DISCURSO COLACION DE GRADOS

Facultad de Derecho de la UBA, 25 de Abril de 2014.

Es para mí un gran honor poder pronunciar el discurso en esta ceremonia de graduación.

Es la primera vez que lo hago y constituye algo muy especial porque me siento parte de esta Casa de Estudios a la que quiero mucho.

Ingresé como alumno de esta Facultad a los 17 años, y desde entonces, hasta mis actuales 62 años, he estado ininterrumpidamente en ella, primero como alumno de grado, obteniendo el título de abogado. Luego como alumno de posgrado, logrando el título de Doctor en Derecho de la UBA, en el área Derecho Comercial, y finalmente como profesor, pasando por todo el escalafón hasta llegar por concurso, hacer unos años, a la categoría de Profesor Titular de Derecho Comercial donde hoy revisto.

También es un momento especial porque hoy le entrego su título a la flamante abogada DAIANA MASCHERONI, hija de mi querido amigo Jose Luis Mascheroni, compañero por muchos años en la Escuela San Jose de Flores, de los Hermanos de La Salle.

Con estos antecedentes, quiero proclamar este día como un día feliz, con ese concepto de felicidad que no implica un estado permanente, casi imposible de lograr, sino la conciencia de la plenitud del momento presente, donde el mundo parece detenerse, la vida nos sonríe y nos sentimos muy bien. Adoptemos, por un momento, el concepto oriental de concentrarnos en el “ahora” y, de tal modo, ser felices sin los lamentos del pasado y sin las incertidumbres del futuro.

Y este día es feliz tanto si miramos con una cara hacia el pasado y con la otra hacia el futuro, como lo haría el dios Jano, cuanto si miramos el propio presente.

Mirando el pasado el día es feliz porque compensa, reconoce y retribuye privaciones, sacrificios, malos ratos y dificultades, enfrentados con decisión, voluntad, dedicación, persistencia y, en muchos casos, con enorme esfuerzo material y espiritual, no solo de los graduados sino también de sus familias y amigos: de sus padres, hermanos, parejas y/o hijos, según el caso.

También el pasado ha sido feliz por poder estudiar en esta Facultad de Derecho de la Universidad de Buenos Aires, quizás la más prestigiosa de América Latina.

**Entradas de datos**
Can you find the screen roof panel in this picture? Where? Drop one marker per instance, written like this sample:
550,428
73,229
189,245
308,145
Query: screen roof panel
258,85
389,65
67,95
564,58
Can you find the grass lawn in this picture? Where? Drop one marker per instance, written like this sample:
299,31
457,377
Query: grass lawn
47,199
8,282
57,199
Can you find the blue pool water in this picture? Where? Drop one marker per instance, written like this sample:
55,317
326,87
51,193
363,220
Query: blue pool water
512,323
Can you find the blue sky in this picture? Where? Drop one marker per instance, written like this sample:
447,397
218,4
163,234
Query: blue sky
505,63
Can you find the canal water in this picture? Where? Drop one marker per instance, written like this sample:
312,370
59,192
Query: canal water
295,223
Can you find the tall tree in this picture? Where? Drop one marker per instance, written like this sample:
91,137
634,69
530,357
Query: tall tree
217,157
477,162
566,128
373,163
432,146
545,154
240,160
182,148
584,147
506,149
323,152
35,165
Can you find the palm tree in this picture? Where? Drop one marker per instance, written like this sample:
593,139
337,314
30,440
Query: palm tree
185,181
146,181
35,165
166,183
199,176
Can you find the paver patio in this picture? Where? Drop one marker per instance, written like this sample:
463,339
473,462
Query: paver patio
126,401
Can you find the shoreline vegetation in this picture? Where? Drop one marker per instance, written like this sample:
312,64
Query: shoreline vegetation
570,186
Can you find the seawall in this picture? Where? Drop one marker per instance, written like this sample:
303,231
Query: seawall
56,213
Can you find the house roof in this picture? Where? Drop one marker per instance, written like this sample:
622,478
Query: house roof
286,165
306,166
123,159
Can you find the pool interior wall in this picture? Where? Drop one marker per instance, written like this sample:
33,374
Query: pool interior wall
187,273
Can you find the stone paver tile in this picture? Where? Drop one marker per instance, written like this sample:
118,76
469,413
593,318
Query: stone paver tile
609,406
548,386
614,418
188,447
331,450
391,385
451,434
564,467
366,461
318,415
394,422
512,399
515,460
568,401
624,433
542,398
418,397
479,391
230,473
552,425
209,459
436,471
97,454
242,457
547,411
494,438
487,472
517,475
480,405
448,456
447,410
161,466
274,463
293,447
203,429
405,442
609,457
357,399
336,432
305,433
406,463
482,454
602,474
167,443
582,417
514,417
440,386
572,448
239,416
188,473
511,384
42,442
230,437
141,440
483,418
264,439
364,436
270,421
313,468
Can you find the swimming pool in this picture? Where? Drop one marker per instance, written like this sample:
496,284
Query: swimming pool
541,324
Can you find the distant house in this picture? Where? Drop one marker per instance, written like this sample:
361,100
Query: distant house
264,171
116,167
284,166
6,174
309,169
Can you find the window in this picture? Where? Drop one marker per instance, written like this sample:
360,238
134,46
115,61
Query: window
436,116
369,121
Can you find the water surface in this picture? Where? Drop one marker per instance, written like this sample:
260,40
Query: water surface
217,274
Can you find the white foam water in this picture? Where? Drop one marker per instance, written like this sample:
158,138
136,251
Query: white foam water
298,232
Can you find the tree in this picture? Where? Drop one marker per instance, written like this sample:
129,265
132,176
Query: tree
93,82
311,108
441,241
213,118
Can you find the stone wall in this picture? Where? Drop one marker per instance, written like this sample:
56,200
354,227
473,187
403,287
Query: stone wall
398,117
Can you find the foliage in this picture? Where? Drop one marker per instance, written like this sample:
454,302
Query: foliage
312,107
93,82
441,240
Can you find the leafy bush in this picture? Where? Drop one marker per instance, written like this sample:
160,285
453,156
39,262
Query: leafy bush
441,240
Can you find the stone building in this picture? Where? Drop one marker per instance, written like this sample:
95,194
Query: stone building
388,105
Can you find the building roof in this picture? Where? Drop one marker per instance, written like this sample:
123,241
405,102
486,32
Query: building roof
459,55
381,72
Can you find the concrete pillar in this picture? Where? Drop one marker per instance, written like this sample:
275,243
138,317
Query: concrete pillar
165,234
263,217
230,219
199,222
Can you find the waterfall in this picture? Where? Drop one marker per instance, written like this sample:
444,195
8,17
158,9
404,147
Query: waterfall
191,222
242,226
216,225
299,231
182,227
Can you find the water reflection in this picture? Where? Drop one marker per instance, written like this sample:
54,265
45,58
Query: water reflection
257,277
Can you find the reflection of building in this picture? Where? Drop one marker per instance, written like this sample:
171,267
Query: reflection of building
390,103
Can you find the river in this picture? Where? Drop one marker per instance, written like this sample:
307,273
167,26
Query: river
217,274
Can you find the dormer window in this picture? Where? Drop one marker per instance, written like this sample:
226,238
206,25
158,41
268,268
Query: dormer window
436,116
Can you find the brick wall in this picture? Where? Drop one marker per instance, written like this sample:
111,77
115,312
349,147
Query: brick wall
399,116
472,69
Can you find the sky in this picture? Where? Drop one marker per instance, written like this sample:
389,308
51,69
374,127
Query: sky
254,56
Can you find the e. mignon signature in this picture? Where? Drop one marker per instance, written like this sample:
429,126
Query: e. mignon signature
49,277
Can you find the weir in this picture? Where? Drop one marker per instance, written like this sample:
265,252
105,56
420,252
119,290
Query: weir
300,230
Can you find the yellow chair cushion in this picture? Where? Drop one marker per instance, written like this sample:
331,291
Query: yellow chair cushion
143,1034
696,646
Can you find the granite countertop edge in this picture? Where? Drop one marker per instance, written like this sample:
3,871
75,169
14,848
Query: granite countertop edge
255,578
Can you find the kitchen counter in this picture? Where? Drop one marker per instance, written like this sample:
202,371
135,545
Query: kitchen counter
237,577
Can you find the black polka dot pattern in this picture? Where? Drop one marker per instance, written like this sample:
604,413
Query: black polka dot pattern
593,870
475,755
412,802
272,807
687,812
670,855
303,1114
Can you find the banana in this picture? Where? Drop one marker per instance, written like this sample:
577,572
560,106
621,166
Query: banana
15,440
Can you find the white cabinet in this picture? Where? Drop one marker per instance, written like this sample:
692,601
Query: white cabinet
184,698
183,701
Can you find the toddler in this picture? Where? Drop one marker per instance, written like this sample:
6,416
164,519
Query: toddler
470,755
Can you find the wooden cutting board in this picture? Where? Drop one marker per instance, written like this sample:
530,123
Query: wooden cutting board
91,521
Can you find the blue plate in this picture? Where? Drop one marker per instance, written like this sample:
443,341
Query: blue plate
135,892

**TAREAS A REALIZAR**
a – Identifica y copia cada línea de los registros que contenga la cadena "polka", distinguiendo entre mayúsculas y minúsculas.
b – Continúa el discurso de graduación en la Facultad de Derecho a partir de su última oración.
El discurso y los registros son materiales independientes entre sí.

**RESPUESTAS DEL EJERCICIO**
a –
Can you find the black polka dot pattern in this picture? Where? Drop one marker per instance, written like this sample:
Query: black polka dot pattern

b –
Además nuestra Facultad integra una universidad pública y, como tal, más allá de algunas incomodidades edilicias o instrumentales, brinda dos enormes ventajas tanto a los alumnos como a la propia sociedad:

Por un lado, permite la convivencia y el contacto permanente con otros estudiantes de diverso origen social, lugar de domicilio, nacionalidad, orientación sexual, edad, raza situación económica, religión, cultura e ideología lo que implica, además de un enriquecimiento personal, un valioso ejercicio de integración humana que es fuente de paz social.

Es que cuando vemos que aquél a quien sentimos o consideramos diferente se sienta en el banco de al lado y, mediante la cotidianeidad, lo vamos conociendo en sus preocupaciones, anhelos e inquietudes, empezamos a comprender su visión y nos damos cuenta que, aunque difiera de la nuestra, es respetable. Ello nos hacer dejar los prejuicios y ayuda a la convivencia social.

Por el otro, la universidad pública consagra la libertad de pensamiento y de expresión. La inexistencia de dogmas fundacionales. Todo se puede discutir con respeto y sin censura, incluso la misma existencia de la universidad pública, el ingreso irrestricto, la gratuidad, o el sistema eleccionario. Hay absoluta libertad de Cátedra en cuanto a su orientación y contenidos, y el alumno elige o discute con su profesor.

Es el reino de la dialéctica del pensamiento: cada idea (tesis) admite una contraria (antítesis) de cuya confrontación nace una tercera (síntesis), que es superadora y que, a la vez, encuentra su contraria en un proceso infinito de acercamiento a la verdad. Las ideas no se imponen desde la autoridad sino desde la persuasión del mejor argumento.

También mirando el presente es un día feliz, porque es un día de acción de gracias. Un día de celebración. Un día de emociones donde los hijos agradecen a sus padres y donde los padres agradecen a sus hijos. Donde se alcanza con la mano lo tanto tiempo anhelado. Donde se toca el título y éste queda para siempre.

Ya son abogados y de manera irreversible. Ya subieron un escalón del que nunca nadie los podrá hacer bajar. Ya incorporaron a vuestro nombre un título, que será vuestra carta de presentación para siempre.

Y mirando el futuro es un día feliz por varios motivos.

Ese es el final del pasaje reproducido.